[DATA TO USE — start]
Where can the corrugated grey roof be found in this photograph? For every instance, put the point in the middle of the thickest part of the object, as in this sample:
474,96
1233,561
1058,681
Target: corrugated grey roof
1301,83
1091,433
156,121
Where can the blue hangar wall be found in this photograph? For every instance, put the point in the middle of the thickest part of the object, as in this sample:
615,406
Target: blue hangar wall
[DATA TO USE — finish]
TASK DESCRIPTION: Please copy every line of the material exactly.

SOLUTION BELOW:
Where can the corrugated grey roof be found in this photograph? For every instance, put the point in the middle of the thickest part of the object, as in this sample:
474,96
1233,561
1058,681
Target: corrugated grey roof
1301,83
1091,433
156,121
Where can the blue hangar wall be found in this photograph? For every instance, put the point in the middle of the thickest part of the object, as in this sample:
615,406
Target: blue hangar wall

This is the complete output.